::: SUPPLIED PASSAGE

For me, this means that normal everyday situations like going to a class, on a date, grocery shopping, ANYWHERE is a problem for me and generates varying levels of anxiety. This anxiety often intensifies if I am situated in the center of a large open room, or become the center of attention. The place I feel safest is lying curled in a ball, in the bottom of an empty bath tub, in a locked bathroom. If its an en suite bath within a locked bedroom, even better.

Fortunately for me I work from home and have a Prime account through Amazon so my interaction with the outside world is minimized. I don’t have to venture out unless I’m feeling up to it and my social interaction is negligible.

Unfortunately this means my social interaction is negligible and as a result I spend periods of time profoundly lonely yet unable to connect to anyone without retreating to the tub.

I honestly don’t know how I’ve survived this long with so many blatantly conflicting personality traits. Seriously, I’m as surprised as you. Anyway.

Agoraphobia, like most phobias, is irrational and wholly incurable. But it can be treated.

My goal for the past few months has been to rehabilitate myself (mainly because therapy, where I get help from people with degrees shinier than mine, just doesn’t work for me, but that’s a whole other thing).

I have been working on my phobia mainly with the help of my friend Jo and my local blues dancing scene. Social dancing is a surprisingly welcoming environment where for the most part I can convince myself I’m totally safe and in control while simultaneously meeting people and participating in things outside of my apartment.

And if we’re being honest, I’m good at feigning knee and back injuries to get out of dancing with people once I’m at my social limit for the night.

AND, I mean, there’s always a bathroom to hole up in if things get really out of hand.

Now, I’m not saying it’s a perfect environment. Going dancing is hard for me in a lot of ways (that I may touch on at another time) and the first time I went I had heart palpitations so hard and fast they hurt and we left 90 minutes early. But I’ve been gradually working myself up and this last weekend I brought 2 friends with no blues (or in Kay’s case, dance. period.) experience to an event and STAYED THE WHOLE NIGHT.

::::::
::: DATA PROVIDED

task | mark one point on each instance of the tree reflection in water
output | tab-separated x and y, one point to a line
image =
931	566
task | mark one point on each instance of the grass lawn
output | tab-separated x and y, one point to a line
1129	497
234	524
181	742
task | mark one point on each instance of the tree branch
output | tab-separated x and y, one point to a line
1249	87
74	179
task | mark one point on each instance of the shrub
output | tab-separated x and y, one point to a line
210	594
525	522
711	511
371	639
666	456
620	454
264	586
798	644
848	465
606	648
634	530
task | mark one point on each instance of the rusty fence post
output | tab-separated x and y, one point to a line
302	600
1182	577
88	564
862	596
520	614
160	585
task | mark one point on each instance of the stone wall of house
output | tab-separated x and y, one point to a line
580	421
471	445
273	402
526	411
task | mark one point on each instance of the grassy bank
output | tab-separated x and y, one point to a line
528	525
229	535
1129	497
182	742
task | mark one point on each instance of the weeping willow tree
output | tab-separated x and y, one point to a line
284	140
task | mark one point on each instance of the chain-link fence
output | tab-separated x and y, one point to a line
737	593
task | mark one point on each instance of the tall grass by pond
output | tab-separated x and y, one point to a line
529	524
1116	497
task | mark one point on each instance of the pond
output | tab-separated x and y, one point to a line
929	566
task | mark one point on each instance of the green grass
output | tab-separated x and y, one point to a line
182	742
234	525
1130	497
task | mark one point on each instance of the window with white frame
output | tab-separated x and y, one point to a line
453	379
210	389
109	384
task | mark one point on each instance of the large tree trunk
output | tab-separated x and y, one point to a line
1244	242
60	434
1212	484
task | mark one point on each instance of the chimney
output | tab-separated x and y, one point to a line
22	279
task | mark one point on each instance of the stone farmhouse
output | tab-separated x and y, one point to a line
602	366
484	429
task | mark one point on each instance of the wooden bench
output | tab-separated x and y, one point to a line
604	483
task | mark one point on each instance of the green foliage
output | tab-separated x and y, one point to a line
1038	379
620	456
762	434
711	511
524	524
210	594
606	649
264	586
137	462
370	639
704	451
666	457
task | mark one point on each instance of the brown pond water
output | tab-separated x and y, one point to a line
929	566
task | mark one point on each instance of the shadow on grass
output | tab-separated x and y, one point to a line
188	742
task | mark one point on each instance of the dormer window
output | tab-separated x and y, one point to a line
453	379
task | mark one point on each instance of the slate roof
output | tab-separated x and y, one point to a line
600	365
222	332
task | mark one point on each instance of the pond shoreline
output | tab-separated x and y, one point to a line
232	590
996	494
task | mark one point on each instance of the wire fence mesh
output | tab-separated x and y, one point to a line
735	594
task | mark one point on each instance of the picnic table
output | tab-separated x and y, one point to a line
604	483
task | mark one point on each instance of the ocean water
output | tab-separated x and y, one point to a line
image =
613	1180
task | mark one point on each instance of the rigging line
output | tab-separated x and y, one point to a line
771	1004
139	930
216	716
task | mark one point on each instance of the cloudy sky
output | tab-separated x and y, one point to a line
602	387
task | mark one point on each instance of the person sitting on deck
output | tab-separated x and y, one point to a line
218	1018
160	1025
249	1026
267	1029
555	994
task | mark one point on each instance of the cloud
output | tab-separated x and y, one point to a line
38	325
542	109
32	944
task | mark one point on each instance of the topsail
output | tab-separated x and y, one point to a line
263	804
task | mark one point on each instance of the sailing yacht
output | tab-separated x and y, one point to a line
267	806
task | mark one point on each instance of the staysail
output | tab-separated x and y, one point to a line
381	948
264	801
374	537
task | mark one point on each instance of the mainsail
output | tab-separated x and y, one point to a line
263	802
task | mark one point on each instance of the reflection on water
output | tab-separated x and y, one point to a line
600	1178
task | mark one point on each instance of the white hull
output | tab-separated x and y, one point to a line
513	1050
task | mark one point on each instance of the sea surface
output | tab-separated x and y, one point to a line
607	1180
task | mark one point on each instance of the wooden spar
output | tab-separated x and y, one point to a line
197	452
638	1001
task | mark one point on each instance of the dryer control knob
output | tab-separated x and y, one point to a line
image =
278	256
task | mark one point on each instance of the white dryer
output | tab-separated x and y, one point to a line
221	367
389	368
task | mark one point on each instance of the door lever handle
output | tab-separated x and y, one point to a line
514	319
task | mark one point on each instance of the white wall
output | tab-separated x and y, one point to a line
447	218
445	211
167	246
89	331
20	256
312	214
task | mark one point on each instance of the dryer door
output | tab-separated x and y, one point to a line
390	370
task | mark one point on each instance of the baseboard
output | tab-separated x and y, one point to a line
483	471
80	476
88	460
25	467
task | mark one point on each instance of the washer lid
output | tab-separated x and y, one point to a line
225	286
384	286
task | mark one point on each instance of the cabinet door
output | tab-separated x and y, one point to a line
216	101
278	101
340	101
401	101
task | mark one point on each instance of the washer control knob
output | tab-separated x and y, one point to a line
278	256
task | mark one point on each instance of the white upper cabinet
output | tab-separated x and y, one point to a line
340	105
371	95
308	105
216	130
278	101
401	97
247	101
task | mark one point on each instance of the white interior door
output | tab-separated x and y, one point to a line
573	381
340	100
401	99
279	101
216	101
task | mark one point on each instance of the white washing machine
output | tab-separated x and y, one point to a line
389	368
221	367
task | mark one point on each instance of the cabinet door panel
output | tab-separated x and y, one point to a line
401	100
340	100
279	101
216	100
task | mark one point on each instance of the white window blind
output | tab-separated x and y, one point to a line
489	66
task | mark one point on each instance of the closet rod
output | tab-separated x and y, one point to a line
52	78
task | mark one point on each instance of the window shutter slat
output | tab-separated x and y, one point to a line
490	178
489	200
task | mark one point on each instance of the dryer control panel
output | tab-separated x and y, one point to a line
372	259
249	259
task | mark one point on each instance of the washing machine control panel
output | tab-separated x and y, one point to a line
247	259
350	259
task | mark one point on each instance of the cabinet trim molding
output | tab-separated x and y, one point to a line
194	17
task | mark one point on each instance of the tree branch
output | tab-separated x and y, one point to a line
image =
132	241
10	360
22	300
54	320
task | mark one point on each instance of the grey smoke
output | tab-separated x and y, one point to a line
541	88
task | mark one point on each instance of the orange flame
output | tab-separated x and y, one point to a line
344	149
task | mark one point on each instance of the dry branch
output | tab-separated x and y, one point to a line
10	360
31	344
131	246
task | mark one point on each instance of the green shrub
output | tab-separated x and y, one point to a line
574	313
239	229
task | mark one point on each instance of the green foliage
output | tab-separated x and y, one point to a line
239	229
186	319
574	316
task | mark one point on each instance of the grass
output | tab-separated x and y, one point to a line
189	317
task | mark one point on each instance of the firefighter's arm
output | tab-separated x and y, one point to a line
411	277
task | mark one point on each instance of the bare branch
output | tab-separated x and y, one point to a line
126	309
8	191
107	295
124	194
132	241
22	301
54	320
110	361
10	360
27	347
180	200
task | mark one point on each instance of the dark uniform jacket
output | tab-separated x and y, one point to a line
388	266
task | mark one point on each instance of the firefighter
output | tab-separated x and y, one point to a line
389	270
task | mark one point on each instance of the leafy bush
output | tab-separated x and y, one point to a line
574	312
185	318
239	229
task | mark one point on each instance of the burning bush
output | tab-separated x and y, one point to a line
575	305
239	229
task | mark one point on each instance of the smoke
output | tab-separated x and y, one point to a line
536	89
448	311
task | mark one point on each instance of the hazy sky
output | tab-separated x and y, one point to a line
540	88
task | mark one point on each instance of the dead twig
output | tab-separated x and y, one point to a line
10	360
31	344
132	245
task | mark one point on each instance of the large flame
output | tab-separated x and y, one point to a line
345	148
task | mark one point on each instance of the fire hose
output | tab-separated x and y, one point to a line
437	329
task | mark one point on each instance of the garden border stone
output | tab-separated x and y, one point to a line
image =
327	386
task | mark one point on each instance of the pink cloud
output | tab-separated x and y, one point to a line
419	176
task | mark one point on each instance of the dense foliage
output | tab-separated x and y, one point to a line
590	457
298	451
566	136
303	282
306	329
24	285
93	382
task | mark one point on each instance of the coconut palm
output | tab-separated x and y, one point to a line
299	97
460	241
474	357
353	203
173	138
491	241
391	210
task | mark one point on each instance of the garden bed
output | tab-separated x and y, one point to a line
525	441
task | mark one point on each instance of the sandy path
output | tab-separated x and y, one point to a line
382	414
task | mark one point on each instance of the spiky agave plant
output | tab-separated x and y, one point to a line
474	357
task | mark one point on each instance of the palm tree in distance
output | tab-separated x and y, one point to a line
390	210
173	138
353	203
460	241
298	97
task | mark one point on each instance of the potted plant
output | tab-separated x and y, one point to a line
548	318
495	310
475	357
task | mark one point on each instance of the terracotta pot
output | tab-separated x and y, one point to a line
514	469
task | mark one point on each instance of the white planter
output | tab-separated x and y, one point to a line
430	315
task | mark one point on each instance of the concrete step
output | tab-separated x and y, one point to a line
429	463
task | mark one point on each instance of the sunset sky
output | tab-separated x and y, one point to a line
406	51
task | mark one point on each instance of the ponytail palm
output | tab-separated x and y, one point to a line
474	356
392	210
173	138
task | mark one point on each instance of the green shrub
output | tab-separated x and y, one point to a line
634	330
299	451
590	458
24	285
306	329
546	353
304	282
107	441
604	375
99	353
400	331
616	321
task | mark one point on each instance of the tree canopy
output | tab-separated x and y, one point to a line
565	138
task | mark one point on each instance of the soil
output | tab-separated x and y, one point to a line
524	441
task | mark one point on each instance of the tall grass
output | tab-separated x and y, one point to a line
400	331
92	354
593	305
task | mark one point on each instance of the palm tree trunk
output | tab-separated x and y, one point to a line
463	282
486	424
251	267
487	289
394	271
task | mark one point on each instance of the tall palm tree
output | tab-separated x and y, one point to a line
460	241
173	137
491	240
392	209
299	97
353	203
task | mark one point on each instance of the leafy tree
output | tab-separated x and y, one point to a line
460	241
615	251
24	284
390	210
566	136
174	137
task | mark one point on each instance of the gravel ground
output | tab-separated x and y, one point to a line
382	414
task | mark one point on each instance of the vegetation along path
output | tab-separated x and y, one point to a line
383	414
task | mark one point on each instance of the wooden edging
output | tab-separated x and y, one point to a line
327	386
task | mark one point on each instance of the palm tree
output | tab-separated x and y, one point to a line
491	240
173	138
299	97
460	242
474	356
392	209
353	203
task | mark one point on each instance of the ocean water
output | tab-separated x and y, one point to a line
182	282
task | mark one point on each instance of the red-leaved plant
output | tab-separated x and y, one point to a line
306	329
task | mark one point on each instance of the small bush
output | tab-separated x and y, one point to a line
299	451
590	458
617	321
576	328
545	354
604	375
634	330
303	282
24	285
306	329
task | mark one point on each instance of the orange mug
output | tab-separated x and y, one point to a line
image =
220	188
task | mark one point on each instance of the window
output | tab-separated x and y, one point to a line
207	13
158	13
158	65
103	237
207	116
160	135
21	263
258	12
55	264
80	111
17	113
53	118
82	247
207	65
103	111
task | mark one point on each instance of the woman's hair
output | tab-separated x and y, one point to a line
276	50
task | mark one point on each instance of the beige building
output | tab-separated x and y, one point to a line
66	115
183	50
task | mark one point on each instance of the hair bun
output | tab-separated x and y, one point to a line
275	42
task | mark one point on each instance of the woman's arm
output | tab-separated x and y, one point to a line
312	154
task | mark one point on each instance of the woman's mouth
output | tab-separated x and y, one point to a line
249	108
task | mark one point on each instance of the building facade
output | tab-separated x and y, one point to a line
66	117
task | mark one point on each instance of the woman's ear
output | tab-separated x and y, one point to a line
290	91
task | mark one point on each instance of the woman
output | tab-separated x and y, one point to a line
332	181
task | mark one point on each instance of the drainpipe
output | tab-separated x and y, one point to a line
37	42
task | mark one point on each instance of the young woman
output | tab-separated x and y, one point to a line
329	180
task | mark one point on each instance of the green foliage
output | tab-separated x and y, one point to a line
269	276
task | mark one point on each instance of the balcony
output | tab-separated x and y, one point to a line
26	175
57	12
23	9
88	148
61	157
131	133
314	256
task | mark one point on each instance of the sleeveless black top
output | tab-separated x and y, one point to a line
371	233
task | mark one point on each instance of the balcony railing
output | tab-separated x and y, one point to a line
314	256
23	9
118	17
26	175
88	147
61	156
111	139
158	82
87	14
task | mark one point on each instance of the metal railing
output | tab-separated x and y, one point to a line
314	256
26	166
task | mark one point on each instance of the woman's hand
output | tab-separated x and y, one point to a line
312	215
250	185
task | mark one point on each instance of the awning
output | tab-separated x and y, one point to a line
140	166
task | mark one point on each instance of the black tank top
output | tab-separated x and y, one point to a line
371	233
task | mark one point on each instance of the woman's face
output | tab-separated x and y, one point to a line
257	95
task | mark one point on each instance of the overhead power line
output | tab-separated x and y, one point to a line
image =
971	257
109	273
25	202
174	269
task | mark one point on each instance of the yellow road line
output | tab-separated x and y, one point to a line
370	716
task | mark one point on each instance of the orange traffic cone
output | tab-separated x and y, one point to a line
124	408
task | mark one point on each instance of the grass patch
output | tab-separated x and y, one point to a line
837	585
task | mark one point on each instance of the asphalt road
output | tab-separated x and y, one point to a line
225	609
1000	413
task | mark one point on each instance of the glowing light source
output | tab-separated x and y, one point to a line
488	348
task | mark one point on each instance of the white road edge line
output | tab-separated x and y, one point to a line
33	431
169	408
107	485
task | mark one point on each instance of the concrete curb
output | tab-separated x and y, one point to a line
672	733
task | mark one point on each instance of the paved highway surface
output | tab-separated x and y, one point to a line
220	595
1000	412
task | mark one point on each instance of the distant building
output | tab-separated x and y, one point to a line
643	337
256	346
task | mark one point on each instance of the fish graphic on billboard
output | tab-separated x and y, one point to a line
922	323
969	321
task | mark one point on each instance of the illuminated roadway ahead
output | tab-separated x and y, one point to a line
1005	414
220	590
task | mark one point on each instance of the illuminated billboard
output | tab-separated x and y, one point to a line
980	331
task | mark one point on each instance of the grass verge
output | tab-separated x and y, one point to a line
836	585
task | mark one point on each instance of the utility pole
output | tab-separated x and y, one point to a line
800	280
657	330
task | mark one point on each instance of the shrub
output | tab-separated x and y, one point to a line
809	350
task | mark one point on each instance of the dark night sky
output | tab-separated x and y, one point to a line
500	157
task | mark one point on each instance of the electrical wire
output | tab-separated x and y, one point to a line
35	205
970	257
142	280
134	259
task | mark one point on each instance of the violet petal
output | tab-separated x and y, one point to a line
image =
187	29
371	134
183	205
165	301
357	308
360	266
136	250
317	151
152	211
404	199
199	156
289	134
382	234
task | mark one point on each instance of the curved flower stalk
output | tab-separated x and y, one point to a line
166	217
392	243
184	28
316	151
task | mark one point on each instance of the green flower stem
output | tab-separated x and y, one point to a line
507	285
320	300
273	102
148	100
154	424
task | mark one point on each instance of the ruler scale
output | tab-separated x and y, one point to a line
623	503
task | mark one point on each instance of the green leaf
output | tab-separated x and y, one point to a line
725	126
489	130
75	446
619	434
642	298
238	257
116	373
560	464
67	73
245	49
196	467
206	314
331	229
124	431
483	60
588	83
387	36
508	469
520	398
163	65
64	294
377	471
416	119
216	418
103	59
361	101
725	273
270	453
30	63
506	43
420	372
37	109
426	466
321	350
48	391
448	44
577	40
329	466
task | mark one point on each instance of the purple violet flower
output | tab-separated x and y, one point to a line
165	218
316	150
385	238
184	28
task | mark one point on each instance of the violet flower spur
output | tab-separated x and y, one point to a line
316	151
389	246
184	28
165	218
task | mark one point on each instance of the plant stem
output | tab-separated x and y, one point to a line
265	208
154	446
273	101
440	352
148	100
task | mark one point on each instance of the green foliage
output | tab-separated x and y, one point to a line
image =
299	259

::::::

→ **REQUIRED WORK**
Carry on the piece about agoraphobia and social dancing from its last sentence, keeping its voice.

→ **EXERCISE ANSWER**
Not only that, but I danced with someone who TEACHES blues and lindy hop (thank God I found this out LATER or I would’ve been too busy hyperventilating to take his hand in the first place), who is tall and handsome, and just altogether intimidating as can be to someone like me.

The point is, though, I succeeded.

BUT, because I’m human, I also have setbacks. The biggest one has probably been something no one noticed.

I haven’t posted a blog in 3 days and that one was pre-written.

I was good about posting each day until that point. Now this probably isn’t agoraphobia related persay but I’m in charge here, and so the internet counts as “places or situations from which escape might be difficult”. Blogging causes me a certain amount of anxiety as a result, so, shush. It counts.

I have a bad habit of writing things and then not posting them because “no one cares” or “it sucks” or “what if they hate it” or “I’ve reread it ten times and have built in spell check on all things I type on this computer but there could still be a typo.”

I have 5 separate posts in varying stages of “postable” saved as drafts here and in the last few days I couldn’t work up the guts to post anything. In my jubilation from the weekend, I became very delicate and couldn’t handle “failing” at this to ruin my high.

Yeah I know, who fails at blogging?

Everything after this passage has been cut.